=== Consigne ===
Réécris le passage de l’extrait sur les semences paysannes qui va de « Dans son jardin, pour » jusqu’à « entre les participants. » inclus, en mettant « graines » à la place de « semences ».
------ Extrait du texte
Dans son jardin, pour le programme, Dominique s’occupe, entre autres, de conserver le poivron sucette d’Hyères, un petit poivron doux abandonné par l’agriculture intensive, mais aux propriétés gustatives uniques. Et aujourd’hui elle préserve les précieuses semences pour les partager avec le réseau. Tous les ans, les participants se rejoignent pour des sélections participatives. « Sur 10 ou 15 variétés d’aubergine sorties des frigos de l’Inra ou échangées avec des jardiniers amateurs, on va privilégier celles qui nous intéressent. Nous regardons les critères de taille, le nombre de fruits par plan, leur forme... » Le tout est ensuite consigné dans de précieux inventaires et permet la mise à disposition par des échanges entre les participants.

ARTISAN SEMENCIER, UN MÉTIER MILITANT


Sous la serre du Potager d’un Curieux à Saignon (84), Jean- Luc Danneyrolles fait pousser des variétés anciennes dont certaines ne sont pas inscrites au catalogue officiel donc dont les semences sont interdites à la vente en grande quantité. © Éric Besatti

Jean-Luc Danneyrolles souhaite « aller vers l’utopie de la graine comme bien commun ». Mais il sait que tout travail mérite salaire. Et le sien, c’est artisan semencier ou « grainier », comme il aime se faire appeler. Depuis son « Jardin d’un curieux » à Saignon, dans le Luberon, il multiplie les graines et les revend. Sous sa serre, l’avenir de la tomate caramel, du poivron petit vert marseillais, de l’aubergine oeuf vert… Des variétés inscrites ou non au catalogue officiel et donc théoriquement interdites à la vente. Il fait partie du Réseau Semences paysannes qui se bat pour une évolution de la réglementation (lire l’encadré suivant). À terme, Jean-Luc souhaite voir se matérialiser l’idée des « Maisons de semences : des lieux où sont stockés les graines apportées par les gens. Pour ensuite les distribuer soit généreusement, soit les échanger ou les vendre. » Une idée partagée depuis des années par les militants et dans les faits, déjà une réalité à amplifier.
------------
------ Données affichées
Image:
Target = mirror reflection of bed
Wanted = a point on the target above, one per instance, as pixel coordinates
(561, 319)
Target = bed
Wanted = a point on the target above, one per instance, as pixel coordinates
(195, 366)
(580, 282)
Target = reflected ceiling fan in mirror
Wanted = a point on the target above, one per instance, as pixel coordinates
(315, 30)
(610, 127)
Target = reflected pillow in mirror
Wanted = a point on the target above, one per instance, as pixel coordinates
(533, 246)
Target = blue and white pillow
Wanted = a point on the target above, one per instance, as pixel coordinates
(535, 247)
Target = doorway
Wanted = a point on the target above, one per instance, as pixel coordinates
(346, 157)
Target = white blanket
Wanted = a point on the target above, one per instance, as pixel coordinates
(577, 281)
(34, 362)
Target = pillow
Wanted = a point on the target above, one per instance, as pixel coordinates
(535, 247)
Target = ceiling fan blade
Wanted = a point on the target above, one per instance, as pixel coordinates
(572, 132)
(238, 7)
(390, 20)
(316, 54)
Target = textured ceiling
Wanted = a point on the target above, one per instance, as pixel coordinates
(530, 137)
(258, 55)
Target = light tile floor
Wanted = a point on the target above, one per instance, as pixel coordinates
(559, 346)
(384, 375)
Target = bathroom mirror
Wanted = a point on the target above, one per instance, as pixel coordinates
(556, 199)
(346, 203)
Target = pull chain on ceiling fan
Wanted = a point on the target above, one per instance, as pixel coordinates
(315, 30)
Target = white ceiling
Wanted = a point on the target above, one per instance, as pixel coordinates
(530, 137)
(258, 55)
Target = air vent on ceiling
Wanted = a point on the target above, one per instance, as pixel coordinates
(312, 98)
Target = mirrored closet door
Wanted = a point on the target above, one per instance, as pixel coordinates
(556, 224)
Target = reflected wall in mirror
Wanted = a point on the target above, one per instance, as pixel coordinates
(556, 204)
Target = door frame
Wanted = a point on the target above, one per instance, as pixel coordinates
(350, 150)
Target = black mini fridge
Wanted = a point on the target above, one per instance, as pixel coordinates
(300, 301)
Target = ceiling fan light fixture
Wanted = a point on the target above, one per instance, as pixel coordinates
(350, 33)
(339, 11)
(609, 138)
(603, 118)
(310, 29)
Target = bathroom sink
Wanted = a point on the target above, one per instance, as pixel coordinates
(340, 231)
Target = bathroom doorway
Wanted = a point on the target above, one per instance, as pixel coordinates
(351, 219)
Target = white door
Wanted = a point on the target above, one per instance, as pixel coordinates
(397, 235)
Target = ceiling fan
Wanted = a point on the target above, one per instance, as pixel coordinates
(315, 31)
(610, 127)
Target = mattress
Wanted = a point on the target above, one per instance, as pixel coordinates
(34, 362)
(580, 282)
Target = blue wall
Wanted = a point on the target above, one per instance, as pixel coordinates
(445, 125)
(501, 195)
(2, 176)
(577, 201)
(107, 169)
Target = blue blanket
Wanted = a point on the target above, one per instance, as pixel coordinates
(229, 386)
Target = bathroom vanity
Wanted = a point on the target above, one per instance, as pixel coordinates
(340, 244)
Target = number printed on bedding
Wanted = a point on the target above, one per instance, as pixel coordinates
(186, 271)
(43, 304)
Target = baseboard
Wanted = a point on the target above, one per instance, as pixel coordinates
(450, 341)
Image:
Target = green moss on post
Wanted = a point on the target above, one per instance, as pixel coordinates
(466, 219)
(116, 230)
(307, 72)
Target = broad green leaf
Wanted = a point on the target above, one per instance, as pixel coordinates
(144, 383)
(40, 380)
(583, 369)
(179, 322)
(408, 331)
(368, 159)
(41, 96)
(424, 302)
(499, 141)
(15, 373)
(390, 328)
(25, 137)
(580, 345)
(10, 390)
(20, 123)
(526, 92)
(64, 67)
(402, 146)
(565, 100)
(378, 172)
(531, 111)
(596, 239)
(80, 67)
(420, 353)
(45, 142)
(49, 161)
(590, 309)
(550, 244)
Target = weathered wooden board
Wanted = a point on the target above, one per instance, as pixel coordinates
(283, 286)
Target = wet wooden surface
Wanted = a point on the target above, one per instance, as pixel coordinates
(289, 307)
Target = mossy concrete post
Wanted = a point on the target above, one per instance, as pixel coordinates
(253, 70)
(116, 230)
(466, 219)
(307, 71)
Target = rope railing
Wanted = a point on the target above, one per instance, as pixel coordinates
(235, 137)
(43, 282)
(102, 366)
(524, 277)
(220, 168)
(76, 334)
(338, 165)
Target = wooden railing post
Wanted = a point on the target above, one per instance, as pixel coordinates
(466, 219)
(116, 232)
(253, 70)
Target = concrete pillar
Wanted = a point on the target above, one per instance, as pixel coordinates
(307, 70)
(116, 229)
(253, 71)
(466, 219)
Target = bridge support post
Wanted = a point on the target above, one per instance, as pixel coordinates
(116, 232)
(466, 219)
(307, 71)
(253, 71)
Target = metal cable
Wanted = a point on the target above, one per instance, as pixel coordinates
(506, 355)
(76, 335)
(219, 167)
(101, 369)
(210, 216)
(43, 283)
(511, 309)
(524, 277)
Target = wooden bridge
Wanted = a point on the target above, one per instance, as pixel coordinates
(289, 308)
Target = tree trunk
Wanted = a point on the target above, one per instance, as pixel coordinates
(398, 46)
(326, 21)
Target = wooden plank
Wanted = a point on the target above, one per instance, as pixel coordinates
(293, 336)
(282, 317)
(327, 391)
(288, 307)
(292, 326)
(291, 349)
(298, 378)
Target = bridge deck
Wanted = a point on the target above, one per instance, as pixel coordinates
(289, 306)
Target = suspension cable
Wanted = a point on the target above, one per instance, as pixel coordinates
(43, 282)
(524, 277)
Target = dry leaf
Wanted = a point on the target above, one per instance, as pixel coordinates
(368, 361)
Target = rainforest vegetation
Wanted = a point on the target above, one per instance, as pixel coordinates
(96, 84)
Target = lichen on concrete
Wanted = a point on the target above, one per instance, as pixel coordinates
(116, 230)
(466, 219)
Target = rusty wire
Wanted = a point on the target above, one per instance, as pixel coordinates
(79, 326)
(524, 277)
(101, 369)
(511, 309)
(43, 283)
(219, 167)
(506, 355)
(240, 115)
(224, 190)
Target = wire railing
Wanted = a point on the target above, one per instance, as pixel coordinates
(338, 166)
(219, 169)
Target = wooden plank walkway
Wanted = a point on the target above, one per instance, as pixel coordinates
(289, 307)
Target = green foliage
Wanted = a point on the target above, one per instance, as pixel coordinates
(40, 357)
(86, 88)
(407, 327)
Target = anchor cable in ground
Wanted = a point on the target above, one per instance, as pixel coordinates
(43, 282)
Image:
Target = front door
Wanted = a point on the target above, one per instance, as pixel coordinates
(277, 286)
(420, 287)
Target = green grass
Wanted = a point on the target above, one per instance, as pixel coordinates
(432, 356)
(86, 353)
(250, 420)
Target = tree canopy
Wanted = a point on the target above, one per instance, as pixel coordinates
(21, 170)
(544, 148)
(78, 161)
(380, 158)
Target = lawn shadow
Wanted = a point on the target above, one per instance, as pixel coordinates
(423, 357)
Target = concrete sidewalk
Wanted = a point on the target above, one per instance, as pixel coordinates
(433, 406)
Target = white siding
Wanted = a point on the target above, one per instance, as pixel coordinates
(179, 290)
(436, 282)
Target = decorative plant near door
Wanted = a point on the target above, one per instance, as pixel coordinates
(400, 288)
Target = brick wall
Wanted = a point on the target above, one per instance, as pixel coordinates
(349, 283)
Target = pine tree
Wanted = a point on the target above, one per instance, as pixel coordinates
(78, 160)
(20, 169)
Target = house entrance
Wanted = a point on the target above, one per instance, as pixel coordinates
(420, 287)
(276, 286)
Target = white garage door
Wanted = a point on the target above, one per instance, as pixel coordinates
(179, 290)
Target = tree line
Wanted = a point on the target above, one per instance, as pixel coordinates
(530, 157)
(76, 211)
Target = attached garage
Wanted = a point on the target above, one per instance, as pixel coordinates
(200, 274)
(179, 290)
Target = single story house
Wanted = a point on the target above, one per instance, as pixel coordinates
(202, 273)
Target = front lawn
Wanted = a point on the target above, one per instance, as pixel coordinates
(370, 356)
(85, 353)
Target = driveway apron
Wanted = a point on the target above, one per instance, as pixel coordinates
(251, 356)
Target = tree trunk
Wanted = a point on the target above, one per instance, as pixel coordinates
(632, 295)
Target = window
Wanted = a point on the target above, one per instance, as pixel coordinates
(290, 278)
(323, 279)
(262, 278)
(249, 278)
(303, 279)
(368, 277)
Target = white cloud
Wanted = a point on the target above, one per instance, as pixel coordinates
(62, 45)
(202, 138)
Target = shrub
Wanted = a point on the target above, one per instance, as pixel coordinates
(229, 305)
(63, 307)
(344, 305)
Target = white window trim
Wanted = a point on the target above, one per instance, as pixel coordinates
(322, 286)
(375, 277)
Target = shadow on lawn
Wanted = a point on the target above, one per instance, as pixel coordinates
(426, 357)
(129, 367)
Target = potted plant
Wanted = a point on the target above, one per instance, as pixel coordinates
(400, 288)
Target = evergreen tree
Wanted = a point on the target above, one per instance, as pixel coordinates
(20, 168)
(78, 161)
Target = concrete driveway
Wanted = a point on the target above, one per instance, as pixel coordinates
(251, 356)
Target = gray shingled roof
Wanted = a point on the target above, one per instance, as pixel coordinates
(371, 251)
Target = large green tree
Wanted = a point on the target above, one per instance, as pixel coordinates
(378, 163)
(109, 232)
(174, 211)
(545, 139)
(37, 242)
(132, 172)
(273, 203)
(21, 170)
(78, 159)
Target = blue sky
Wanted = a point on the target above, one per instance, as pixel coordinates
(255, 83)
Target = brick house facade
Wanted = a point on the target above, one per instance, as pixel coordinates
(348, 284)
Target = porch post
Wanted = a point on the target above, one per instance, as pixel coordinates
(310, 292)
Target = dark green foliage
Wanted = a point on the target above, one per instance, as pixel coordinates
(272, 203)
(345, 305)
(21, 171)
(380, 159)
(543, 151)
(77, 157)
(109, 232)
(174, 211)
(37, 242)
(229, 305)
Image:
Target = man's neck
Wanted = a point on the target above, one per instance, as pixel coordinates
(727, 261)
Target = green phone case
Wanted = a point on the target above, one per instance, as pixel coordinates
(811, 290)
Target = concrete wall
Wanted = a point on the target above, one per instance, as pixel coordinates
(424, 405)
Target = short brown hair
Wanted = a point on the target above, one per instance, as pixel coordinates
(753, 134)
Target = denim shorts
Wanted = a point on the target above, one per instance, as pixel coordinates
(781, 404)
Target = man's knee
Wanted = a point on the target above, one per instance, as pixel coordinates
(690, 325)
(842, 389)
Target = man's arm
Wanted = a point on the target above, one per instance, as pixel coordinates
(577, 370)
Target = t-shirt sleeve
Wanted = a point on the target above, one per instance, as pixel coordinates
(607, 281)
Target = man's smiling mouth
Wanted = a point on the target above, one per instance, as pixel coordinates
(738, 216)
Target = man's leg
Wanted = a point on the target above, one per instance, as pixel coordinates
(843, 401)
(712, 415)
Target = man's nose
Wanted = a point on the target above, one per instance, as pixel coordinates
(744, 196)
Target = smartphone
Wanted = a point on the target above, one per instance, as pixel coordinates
------------
=== Réponse ===
Dans son jardin, pour le programme, Dominique s’occupe, entre autres, de conserver le poivron sucette d’Hyères, un petit poivron doux abandonné par l’agriculture intensive, mais aux propriétés gustatives uniques. Et aujourd’hui elle préserve les précieuses graines pour les partager avec le réseau. Tous les ans, les participants se rejoignent pour des sélections participatives. « Sur 10 ou 15 variétés d’aubergine sorties des frigos de l’Inra ou échangées avec des jardiniers amateurs, on va privilégier celles qui nous intéressent. Nous regardons les critères de taille, le nombre de fruits par plan, leur forme... » Le tout est ensuite consigné dans de précieux inventaires et permet la mise à disposition par des échanges entre les participants.